--- INPUT MATERIAL ---

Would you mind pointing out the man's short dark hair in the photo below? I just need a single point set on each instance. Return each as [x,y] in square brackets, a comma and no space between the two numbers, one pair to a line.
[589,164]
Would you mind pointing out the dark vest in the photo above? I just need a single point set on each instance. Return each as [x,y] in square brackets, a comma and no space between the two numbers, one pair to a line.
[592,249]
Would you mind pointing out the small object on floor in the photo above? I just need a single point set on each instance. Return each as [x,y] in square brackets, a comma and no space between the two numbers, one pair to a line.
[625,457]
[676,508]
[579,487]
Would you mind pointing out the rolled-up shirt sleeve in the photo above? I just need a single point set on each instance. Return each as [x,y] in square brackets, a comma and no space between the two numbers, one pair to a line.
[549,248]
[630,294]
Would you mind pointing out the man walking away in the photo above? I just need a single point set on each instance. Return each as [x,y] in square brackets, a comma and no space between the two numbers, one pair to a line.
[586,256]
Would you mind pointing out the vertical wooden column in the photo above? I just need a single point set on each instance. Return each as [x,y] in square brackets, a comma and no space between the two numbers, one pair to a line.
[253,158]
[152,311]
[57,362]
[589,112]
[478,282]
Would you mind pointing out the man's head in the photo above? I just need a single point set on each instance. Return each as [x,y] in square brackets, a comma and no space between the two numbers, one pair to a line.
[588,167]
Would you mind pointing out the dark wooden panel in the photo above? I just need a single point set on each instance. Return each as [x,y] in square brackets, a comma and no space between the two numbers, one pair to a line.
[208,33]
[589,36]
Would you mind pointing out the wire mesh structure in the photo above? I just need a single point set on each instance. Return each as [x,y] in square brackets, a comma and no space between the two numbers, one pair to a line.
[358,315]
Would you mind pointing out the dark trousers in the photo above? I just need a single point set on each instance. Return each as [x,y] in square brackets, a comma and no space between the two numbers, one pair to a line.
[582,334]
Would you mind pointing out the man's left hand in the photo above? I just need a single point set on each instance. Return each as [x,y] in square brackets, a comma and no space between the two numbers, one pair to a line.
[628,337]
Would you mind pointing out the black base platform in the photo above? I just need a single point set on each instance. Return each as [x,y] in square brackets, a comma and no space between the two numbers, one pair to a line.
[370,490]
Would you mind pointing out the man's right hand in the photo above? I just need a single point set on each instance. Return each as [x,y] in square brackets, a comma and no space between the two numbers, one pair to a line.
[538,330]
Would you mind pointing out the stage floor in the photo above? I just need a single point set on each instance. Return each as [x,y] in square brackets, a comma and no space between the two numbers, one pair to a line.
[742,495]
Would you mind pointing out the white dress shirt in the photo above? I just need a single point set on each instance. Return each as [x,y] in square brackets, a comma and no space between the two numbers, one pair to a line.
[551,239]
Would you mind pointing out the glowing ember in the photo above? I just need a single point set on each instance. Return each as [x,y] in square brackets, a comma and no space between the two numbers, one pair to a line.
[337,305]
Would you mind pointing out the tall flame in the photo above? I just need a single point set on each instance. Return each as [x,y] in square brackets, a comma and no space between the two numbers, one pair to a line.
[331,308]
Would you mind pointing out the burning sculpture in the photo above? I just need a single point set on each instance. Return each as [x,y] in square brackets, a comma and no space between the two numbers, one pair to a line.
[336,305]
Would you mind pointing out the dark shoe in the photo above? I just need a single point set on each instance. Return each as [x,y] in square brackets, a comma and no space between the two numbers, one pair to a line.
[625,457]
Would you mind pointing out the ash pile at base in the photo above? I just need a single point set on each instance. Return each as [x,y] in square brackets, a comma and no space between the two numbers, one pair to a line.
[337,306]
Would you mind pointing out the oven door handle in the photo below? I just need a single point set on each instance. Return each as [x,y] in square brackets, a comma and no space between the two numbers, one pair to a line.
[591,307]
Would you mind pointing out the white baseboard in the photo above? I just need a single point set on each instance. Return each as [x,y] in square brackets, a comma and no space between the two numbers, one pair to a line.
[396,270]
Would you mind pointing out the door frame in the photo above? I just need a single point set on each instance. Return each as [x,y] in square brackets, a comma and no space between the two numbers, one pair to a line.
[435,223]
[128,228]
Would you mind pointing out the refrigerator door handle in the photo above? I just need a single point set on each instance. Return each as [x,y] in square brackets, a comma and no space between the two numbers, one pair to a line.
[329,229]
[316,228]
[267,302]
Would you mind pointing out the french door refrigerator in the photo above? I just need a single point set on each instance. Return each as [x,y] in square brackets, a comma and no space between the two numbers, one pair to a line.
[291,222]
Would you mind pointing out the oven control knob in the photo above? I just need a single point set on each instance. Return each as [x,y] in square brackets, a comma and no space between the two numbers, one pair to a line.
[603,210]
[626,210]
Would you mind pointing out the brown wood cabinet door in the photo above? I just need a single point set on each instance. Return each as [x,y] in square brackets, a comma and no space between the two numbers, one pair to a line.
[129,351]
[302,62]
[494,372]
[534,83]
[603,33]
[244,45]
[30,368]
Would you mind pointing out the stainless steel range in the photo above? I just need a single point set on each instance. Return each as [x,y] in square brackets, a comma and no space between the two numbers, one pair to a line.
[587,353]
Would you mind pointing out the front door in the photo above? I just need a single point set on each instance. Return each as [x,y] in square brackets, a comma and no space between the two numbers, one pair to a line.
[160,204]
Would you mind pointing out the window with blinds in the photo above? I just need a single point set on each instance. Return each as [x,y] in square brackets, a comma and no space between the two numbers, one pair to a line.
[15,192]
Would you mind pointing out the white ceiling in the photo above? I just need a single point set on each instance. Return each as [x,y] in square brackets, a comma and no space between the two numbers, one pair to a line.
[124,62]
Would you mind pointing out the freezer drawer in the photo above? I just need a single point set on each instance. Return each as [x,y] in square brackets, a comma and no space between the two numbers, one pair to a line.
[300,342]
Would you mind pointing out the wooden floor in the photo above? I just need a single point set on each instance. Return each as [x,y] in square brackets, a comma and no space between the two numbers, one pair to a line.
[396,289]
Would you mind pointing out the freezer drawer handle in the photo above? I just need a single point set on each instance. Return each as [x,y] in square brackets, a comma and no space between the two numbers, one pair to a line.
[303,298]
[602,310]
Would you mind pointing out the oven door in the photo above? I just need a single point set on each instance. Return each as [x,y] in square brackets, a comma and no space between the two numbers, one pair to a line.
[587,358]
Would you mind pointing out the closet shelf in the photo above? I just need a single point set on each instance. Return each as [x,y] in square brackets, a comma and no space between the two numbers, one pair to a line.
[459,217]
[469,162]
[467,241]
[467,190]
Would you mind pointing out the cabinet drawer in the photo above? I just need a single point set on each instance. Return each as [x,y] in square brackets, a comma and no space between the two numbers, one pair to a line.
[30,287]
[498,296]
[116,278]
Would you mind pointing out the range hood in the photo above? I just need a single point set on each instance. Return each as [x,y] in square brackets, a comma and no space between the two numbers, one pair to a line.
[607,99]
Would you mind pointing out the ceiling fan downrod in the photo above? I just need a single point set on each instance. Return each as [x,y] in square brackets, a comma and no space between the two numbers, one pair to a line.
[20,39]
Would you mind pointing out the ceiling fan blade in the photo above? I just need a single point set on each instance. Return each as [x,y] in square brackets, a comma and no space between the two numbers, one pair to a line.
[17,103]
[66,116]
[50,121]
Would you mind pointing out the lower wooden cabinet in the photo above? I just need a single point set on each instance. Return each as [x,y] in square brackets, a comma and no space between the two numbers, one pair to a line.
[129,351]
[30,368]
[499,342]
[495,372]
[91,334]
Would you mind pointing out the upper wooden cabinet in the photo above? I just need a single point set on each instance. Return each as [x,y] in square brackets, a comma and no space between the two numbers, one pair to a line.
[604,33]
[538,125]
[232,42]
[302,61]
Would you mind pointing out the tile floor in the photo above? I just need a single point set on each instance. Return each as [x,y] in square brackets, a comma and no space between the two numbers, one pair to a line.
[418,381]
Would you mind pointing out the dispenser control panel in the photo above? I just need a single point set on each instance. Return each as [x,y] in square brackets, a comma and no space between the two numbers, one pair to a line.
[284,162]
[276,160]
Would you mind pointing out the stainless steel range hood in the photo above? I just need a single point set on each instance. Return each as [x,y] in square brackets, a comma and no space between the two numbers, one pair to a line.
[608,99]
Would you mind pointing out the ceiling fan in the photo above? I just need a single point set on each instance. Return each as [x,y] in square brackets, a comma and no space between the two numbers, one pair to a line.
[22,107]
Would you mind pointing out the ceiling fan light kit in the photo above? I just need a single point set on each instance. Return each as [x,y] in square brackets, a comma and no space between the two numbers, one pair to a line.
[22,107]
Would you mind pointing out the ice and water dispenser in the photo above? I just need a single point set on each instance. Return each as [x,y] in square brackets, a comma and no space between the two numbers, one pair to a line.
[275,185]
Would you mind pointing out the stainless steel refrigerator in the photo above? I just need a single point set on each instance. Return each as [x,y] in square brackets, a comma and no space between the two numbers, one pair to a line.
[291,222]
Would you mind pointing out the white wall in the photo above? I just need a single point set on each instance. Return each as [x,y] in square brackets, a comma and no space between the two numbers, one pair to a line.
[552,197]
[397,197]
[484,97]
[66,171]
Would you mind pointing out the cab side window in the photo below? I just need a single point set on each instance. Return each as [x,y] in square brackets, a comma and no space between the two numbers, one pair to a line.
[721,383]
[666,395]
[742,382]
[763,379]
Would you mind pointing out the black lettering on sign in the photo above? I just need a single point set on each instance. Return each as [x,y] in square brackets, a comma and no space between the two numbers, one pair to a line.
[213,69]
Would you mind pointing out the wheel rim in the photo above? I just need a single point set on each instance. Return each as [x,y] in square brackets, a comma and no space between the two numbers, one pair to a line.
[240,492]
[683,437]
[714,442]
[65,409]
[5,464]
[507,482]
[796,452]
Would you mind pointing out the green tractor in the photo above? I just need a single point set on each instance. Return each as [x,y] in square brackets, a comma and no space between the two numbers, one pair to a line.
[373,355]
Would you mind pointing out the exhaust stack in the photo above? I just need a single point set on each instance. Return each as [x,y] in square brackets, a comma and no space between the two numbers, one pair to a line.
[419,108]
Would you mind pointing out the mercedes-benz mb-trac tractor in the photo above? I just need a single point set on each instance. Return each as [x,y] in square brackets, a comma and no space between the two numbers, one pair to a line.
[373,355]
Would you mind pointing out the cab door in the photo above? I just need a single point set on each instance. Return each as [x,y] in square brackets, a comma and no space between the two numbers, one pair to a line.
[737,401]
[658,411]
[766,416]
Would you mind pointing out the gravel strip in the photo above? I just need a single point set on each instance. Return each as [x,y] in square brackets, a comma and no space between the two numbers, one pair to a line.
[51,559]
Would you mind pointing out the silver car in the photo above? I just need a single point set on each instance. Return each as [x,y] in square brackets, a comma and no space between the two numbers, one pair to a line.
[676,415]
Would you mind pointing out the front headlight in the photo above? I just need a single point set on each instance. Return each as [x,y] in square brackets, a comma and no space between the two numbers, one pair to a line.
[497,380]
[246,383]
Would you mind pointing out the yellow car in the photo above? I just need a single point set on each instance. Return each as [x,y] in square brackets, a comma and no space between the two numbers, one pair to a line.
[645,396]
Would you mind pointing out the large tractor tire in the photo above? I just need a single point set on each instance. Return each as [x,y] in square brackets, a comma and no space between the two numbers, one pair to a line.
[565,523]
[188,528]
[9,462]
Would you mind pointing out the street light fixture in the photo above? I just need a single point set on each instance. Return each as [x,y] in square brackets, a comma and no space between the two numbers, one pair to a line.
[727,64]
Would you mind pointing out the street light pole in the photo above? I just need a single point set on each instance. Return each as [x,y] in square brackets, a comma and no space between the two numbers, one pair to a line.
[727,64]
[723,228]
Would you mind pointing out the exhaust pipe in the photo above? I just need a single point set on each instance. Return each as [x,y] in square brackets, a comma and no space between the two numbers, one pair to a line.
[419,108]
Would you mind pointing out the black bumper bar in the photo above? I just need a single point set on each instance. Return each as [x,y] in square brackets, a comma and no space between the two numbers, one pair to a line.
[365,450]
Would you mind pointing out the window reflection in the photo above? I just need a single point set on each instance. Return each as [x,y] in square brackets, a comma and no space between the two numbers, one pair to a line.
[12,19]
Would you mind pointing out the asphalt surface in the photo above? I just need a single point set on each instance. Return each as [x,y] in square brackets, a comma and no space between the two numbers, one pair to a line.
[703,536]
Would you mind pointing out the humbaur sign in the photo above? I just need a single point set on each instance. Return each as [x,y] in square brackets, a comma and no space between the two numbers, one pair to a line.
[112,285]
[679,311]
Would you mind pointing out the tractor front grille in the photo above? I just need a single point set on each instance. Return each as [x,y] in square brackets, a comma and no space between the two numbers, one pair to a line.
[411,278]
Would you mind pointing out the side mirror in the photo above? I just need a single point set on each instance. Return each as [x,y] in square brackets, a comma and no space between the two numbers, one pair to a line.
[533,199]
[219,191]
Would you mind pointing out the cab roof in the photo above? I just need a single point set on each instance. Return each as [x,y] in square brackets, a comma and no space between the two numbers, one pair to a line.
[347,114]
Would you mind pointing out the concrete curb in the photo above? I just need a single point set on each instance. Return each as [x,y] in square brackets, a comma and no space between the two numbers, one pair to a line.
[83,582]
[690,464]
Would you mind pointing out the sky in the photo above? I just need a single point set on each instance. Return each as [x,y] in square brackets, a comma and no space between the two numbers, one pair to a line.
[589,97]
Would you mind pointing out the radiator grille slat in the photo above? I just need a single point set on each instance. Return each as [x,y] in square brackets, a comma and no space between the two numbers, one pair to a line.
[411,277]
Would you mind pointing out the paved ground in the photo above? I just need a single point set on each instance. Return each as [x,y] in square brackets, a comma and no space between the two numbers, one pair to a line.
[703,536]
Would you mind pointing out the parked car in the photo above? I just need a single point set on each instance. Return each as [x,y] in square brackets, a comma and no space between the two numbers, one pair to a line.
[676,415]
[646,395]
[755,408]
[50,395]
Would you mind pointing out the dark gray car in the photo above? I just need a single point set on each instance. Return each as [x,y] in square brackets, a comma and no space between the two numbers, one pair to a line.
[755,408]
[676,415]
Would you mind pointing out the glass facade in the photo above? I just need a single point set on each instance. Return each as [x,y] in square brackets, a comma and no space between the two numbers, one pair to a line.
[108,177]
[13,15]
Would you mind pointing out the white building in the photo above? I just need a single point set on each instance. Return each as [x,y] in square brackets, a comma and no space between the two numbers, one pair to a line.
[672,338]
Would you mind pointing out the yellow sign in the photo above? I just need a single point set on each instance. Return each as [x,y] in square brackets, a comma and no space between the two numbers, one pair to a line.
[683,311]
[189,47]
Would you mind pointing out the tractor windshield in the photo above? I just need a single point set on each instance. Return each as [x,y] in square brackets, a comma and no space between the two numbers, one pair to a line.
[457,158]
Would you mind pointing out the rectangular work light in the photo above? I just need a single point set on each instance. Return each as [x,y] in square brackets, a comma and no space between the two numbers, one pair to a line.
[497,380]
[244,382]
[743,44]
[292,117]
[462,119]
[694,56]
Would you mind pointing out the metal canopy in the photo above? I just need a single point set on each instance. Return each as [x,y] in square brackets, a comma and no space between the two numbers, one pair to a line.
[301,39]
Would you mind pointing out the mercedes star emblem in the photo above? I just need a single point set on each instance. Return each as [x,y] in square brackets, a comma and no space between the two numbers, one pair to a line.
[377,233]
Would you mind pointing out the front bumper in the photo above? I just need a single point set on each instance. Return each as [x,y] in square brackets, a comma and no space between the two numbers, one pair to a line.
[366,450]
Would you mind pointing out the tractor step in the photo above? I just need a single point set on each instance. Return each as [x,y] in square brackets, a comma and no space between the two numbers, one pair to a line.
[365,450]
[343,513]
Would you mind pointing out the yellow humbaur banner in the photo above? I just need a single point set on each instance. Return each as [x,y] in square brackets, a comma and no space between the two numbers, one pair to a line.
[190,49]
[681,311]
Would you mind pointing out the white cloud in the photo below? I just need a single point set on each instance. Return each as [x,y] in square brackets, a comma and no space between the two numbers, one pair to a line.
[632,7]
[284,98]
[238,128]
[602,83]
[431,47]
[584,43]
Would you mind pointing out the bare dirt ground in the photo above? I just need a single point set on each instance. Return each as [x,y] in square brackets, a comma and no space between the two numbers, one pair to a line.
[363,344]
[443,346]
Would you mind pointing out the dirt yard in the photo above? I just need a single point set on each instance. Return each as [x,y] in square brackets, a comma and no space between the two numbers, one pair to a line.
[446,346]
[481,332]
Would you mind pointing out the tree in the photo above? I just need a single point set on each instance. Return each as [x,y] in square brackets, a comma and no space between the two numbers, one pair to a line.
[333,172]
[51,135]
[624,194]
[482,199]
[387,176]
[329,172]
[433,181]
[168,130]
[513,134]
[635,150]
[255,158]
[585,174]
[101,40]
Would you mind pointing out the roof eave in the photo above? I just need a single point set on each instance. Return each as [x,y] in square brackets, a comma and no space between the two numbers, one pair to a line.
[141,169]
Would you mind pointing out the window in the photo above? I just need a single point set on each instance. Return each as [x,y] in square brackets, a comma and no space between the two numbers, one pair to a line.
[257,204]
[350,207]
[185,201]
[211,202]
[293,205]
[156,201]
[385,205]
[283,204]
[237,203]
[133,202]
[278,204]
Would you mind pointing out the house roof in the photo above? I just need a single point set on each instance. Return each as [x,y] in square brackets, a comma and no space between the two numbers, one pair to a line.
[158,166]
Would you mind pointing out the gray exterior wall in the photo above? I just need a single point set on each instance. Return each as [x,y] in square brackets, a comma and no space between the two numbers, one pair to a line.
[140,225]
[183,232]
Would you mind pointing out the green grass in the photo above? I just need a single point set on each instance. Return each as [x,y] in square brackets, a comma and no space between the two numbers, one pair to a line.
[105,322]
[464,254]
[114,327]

---

▸ **PROBLEM TO WORK ON**: Could you put the lines of the listing, from the line containing "Would you mind pointing out the bare" through the end of the listing, inclusive, into a numbered list, leaving out any blank lines?

▸ **REPLY**:
1. Would you mind pointing out the bare dirt ground in the photo above? I just need a single point set on each instance. Return each as [x,y] in square brackets, a comma and no space between the two numbers, one pair to a line.
2. [363,344]
3. [443,346]
4. Would you mind pointing out the dirt yard in the photo above? I just need a single point set on each instance. Return each as [x,y] in square brackets, a comma and no space between the two numbers, one pair to a line.
5. [446,346]
6. [481,332]
7. Would you mind pointing out the tree in the photo above? I just need a single point set on each instance. Return each as [x,y] in square brackets, a comma and no space between the two numbers, one pair to a line.
8. [333,172]
9. [51,135]
10. [624,194]
11. [482,199]
12. [387,176]
13. [329,172]
14. [433,181]
15. [168,130]
16. [513,134]
17. [635,150]
18. [255,158]
19. [585,174]
20. [101,40]
21. Would you mind pointing out the roof eave in the photo above? I just need a single point set on each instance. Return each as [x,y] in square brackets, a comma and no space between the two numbers, one pair to a line.
22. [141,169]
23. Would you mind pointing out the window in the photo above? I just need a single point set on each instance. Return each as [x,y] in square brackets, a comma and no space between the two numbers, one pair to a line.
24. [257,204]
25. [350,207]
26. [185,201]
27. [211,202]
28. [293,205]
29. [156,201]
30. [385,205]
31. [283,204]
32. [237,203]
33. [133,202]
34. [278,204]
35. Would you mind pointing out the house roof in the photo above? I just need a single point set on each instance. Return each as [x,y] in square brackets, a comma and no space between the two numbers, one pair to a line.
36. [158,166]
37. Would you mind pointing out the gray exterior wall in the photo above? I just need a single point set on each instance. Return each as [x,y] in square brackets, a comma and no space between the two numbers, one pair to a line.
38. [140,225]
39. [183,232]
40. Would you mind pointing out the green grass in the photo above? I just need a single point set on each instance. Return each as [x,y] in square brackets, a comma and no space between the two numbers, one pair to a line.
41. [105,322]
42. [464,254]
43. [114,327]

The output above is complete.